DOCUMENT EXCERPT:
____________
Dental hygienists witness firsthand the significant role that stress plays in the experiences of dental patients. Dealing with apprehension and anxiety among patients is a daily challenge. These emotions can hinder the overall treatment process and compromise patient well-being. Music has emerged as a therapeutic tool with the potential to alleviate stress and create a more comfortable dental environment.1
I have worked in offices where background music was not allowed as well as in practices where music is an integral part of the patient experience. In my experience, the difference in patient stress levels is significant. With no music in the background, the only thing to listen to is the sound of our sometimes intimidating equipment and, unfortunately, patients in the neighboring operatories discussing their private information. Patients sometimes even ask about what is going on in the next room.
Psychological Benefits of Music
Music possesses a unique ability to influence human emotions and induce relaxation. Listening to pleasant melodies can distract patients from their dental anxieties, allowing them to shift their focus to soothing sounds.2
Patients should be encouraged to choose music that lifts their mood and sustains their attention.2 Music can evoke positive emotions, reducing stress, anxiety, and fear commonly associated with dental procedures. It creates an environment conducive to a calm and composed state of mind for both the patient and the provider. It has been postulated that music reduces anxiety through its impact on autonomic nervous responses and triggers the body to release endorphins, creating a sense of well-being.2
Distraction and Attention Diversion
Music serves as a powerful distraction, diverting dental patients’ attention away from potentially distressing dental procedures. By providing an engaging and enjoyable auditory experience, music helps patients concentrate on the music rather than on the sounds and sensations associated with dental treatment.2
This diversionary effect not only decreases stress levels but also aids in pain perception modulation, making the overall dental experience more comfortable. Dopamine released while enjoying music plays an important role in central analgesia due to its interactions with endogenous opioids.2
Relaxation and Mood Enhancement
The rhythmic patterns, harmonies, and melodies of music have the ability to induce relaxation and enhance mood. Music can promote a sense of tranquility, thereby mitigating stress responses in patients.2 It can drown out nearby conversations and the often triggering sounds of handpieces and suction.
By facilitating a positive emotional state, music contributes to an overall sense of well-being and fosters a more pleasant dental experience. It has been shown that listening to music can reduce patient blood pressure, respiration rate, and cortisol levels.1
Improved Patient-provider Communication
Stress and anxiety can impede effective communication between patients and dental professionals. Music serves as a universal language that transcends barriers and facilitates connection.
____________
SUPPLIED ENTRIES:
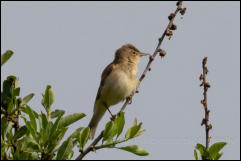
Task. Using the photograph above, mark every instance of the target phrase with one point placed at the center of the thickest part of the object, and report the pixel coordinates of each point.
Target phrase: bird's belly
(117, 88)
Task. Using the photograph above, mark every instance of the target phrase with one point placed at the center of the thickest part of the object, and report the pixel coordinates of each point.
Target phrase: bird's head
(129, 53)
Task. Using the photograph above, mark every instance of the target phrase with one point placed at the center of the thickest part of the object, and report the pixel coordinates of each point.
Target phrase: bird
(118, 82)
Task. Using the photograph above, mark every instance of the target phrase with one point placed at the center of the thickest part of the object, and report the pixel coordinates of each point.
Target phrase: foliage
(40, 137)
(212, 153)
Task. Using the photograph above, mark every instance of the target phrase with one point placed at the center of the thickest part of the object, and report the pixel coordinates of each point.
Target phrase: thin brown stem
(205, 85)
(152, 57)
(90, 147)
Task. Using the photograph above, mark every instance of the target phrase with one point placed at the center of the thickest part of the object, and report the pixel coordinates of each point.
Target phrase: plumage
(118, 81)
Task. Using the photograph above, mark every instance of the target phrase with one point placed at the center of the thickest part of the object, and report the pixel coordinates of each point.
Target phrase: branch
(167, 32)
(205, 85)
(91, 147)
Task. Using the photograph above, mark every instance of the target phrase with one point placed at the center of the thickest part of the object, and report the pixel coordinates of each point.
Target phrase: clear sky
(68, 44)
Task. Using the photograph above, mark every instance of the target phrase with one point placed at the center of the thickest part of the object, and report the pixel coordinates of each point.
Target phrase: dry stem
(152, 57)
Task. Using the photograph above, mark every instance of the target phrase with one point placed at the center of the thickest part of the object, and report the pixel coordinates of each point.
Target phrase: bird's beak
(144, 54)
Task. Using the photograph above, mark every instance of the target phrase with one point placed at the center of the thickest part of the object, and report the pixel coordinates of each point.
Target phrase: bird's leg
(112, 116)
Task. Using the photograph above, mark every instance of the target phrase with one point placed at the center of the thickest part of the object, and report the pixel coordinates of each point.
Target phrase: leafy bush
(41, 135)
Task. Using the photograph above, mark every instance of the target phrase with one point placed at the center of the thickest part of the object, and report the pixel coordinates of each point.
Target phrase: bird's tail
(99, 111)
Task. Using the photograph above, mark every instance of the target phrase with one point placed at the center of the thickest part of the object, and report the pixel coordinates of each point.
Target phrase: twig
(205, 85)
(152, 57)
(91, 147)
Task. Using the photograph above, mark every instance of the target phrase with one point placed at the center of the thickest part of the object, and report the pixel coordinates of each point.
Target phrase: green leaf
(29, 156)
(26, 99)
(8, 129)
(4, 124)
(30, 129)
(201, 148)
(215, 148)
(133, 131)
(65, 150)
(195, 155)
(135, 150)
(67, 120)
(108, 132)
(140, 132)
(32, 117)
(48, 98)
(29, 144)
(56, 113)
(16, 92)
(83, 137)
(55, 139)
(21, 132)
(218, 156)
(55, 127)
(70, 155)
(6, 56)
(202, 151)
(76, 133)
(120, 122)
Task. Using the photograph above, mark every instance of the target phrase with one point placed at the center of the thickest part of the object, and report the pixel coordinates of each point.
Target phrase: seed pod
(168, 33)
(178, 3)
(171, 16)
(205, 60)
(183, 11)
(162, 53)
(207, 84)
(151, 58)
(203, 122)
(206, 70)
(173, 27)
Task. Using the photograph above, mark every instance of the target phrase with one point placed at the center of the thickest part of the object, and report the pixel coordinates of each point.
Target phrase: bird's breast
(118, 85)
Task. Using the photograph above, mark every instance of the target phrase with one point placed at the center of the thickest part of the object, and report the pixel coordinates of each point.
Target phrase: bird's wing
(104, 75)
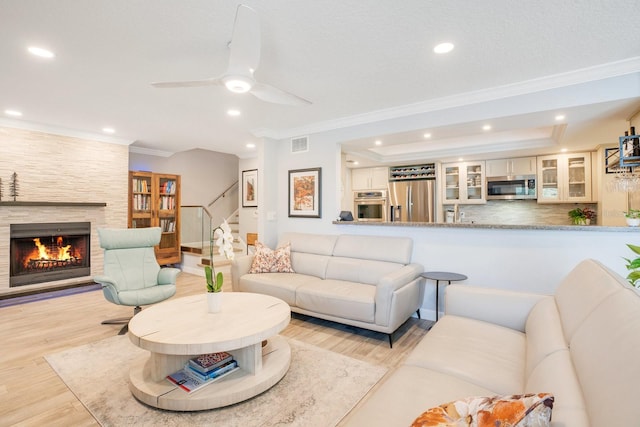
____________
WHAT THIS EXERCISE ASKS:
a) Answer these questions about the text on music in dental care, one line each:
(i) In offices with no background music, what two things does the text say patients are left to hear?
(ii) Which substance released while enjoying music does the text link to central analgesia?
(iii) Which three patient measures does the text say listening to music has been shown to reduce?
b) Write the next part of the text on music in dental care, starting after its final sentence, "Music serves as a universal language that transcends barriers and facilitates connection."

ANSWERS BY ITEM:
a)
(i) The sound of sometimes intimidating equipment, and patients in neighboring operatories discussing their private information.
(ii) Dopamine.
(iii) Blood pressure, respiration rate, and cortisol levels.

b)
Patients who listen to music during dental treatments often feel more at ease and are more likely to communicate openly, enabling dental staff to understand their concerns better and provide appropriate care. Enhanced communication fosters trust and improves the overall patient experience.2
Promoting Relaxation and Dental Treatment Compliance
Stress and anxiety can sometimes lead to patients avoiding or delaying necessary dental treatment, negatively impacting their oral health. By utilizing music as a stress-reducing tool, dental professionals can help improve patient comfort and willingness to spend time in our operatory.
Creating a relaxing atmosphere with carefully selected music can encourage patients to seek regular dental care, leading to better oral health outcomes.1
Implementation of Music in Dental Operatory
Patients have a variety of musical tastes, so selecting music could be a trial. Multiple streaming applications are available, with nearly unlimited music catalogs. When seating your patient, ask what genre of music they like or what they are in the mood for. Select a station that matches their needs. It could either be streamed through an inexpensive wireless speaker or even your computer speakers.
Ask the patient how the volume feels and let them know we can adjust it if they need to.2
Another, probably better, option is to suggest to patients that they bring their own earbuds to listen to. Encourage them to listen to something they feel is uplifting and engaging. Sometimes a patient’s musical taste or preferred volume does not match the provider’s comfort level. The last thing we want is a more stressful work environment!
Having their own device will give the patient a heightened sense of control which in itself can reduce anxiety.2 Allow patients to immerse themselves in the music before treatment begins, perhaps even scheduling extra time for this purpose for the most anxious patients.
Spending time to create a custom environment for the patient will reap great rewards in the overall flow of the appointment and patient satisfaction. A more relaxed dental appointment will not only help the patient but also make our day go better!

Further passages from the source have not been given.